## BEGIN The records

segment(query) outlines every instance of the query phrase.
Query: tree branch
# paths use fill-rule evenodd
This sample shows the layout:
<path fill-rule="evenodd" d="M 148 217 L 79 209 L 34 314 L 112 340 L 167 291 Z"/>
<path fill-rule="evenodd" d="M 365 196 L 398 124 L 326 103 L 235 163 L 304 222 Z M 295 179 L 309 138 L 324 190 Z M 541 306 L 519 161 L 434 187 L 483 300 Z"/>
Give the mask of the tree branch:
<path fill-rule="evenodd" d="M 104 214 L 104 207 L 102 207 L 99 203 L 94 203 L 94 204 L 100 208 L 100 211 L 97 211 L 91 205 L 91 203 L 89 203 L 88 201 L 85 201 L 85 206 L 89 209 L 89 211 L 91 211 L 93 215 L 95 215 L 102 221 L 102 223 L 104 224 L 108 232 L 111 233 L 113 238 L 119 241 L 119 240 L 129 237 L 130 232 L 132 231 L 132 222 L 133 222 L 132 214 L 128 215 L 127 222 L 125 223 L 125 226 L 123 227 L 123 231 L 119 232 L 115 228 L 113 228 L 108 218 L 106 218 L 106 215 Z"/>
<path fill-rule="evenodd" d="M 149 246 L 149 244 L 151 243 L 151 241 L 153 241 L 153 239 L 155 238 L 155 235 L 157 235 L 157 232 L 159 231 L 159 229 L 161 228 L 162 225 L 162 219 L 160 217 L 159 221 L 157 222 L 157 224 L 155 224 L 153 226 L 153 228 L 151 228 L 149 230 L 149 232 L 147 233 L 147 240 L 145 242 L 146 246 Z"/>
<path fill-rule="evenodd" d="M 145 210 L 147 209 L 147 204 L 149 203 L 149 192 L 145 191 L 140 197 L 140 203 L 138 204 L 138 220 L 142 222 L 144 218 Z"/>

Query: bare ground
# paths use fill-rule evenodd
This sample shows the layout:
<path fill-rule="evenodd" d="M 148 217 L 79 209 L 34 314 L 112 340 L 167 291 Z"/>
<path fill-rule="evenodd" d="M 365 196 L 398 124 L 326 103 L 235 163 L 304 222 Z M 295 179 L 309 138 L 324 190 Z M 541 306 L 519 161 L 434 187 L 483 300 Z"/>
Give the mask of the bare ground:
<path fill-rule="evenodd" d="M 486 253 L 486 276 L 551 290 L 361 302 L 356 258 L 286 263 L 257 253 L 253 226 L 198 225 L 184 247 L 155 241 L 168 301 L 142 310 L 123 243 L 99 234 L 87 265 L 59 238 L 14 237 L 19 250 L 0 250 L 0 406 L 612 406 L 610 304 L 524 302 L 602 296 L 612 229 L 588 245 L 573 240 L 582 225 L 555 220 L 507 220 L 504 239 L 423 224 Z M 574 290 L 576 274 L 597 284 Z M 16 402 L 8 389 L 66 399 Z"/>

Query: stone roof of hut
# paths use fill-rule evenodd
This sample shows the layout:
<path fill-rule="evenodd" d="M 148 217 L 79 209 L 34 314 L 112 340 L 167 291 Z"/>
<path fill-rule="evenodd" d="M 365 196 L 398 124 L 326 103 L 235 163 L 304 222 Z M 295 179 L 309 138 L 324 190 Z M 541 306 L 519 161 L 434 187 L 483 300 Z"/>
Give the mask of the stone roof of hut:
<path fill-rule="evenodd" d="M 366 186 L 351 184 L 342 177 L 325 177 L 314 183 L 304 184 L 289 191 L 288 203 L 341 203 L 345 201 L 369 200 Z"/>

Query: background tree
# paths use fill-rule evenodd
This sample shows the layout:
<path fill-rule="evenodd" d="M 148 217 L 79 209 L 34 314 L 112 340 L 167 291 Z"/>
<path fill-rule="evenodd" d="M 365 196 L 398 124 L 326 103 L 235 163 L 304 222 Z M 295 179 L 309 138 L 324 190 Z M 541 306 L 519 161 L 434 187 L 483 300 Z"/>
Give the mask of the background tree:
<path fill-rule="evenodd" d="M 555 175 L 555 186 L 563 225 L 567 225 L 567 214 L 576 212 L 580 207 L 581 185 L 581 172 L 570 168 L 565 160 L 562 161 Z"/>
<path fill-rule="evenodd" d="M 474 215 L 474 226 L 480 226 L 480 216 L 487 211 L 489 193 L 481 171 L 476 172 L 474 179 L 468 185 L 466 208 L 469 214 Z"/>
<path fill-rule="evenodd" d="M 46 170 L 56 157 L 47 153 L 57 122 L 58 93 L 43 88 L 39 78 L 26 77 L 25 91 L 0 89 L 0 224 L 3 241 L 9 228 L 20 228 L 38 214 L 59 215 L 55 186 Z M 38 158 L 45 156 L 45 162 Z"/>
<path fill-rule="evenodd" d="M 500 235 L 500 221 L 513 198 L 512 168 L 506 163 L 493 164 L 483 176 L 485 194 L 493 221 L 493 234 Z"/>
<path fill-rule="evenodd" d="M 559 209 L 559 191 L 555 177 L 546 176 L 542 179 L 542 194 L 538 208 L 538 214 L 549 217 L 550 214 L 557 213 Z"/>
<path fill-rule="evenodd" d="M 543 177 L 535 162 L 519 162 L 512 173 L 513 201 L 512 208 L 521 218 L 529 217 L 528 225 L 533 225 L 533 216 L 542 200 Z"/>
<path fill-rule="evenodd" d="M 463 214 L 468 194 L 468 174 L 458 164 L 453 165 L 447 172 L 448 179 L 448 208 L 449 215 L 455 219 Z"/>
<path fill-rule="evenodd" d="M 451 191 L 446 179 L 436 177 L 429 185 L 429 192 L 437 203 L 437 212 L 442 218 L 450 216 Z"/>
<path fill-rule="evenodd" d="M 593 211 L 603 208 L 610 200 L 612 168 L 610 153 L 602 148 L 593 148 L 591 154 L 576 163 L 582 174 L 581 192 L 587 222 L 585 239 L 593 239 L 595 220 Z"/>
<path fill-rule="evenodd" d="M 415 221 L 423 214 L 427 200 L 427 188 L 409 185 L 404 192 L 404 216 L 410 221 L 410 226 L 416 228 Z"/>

## END The records

§ Written task: Please reproduce the records starting with the line that contains "Query: bare ground" and going on through the line that contains "366 186 L 351", scaling every coordinate in the answers by 1.6 and rounding each to a whole number, with halves rounded up. Copy all other text in those lines unchanged, and return only those lines.

§ Exercise answer:
Query: bare ground
# paths use fill-rule evenodd
This sample shows the layout:
<path fill-rule="evenodd" d="M 148 217 L 79 209 L 34 314 L 112 340 L 167 291 Z"/>
<path fill-rule="evenodd" d="M 365 196 L 398 124 L 326 103 L 235 163 L 304 222 Z M 295 179 L 309 138 L 324 190 Z M 541 306 L 519 161 L 434 187 L 483 300 Z"/>
Give the mask of the bare ground:
<path fill-rule="evenodd" d="M 778 405 L 778 442 L 882 464 L 578 483 L 570 413 L 458 421 L 411 405 L 405 362 L 317 360 L 294 395 L 248 386 L 269 482 L 227 496 L 197 389 L 158 374 L 139 424 L 94 381 L 22 379 L 30 400 L 0 400 L 0 650 L 979 650 L 976 486 L 838 483 L 963 474 L 979 366 L 941 392 L 917 384 L 931 360 L 888 352 L 811 352 L 806 382 L 677 358 Z M 918 464 L 922 438 L 955 454 Z M 26 643 L 13 622 L 106 638 Z"/>

Query: stone roof of hut
# paths use fill-rule evenodd
This sample shows the layout:
<path fill-rule="evenodd" d="M 148 217 L 79 209 L 34 314 L 112 340 L 167 291 Z"/>
<path fill-rule="evenodd" d="M 365 196 L 398 124 L 326 103 L 235 163 L 304 222 Z M 295 179 L 309 138 L 324 190 Z M 541 306 L 519 161 L 434 187 L 483 300 Z"/>
Give the mask of the stone roof of hut:
<path fill-rule="evenodd" d="M 586 298 L 562 294 L 547 283 L 520 283 L 502 293 L 486 294 L 462 306 L 461 325 L 546 325 L 552 322 L 590 320 Z"/>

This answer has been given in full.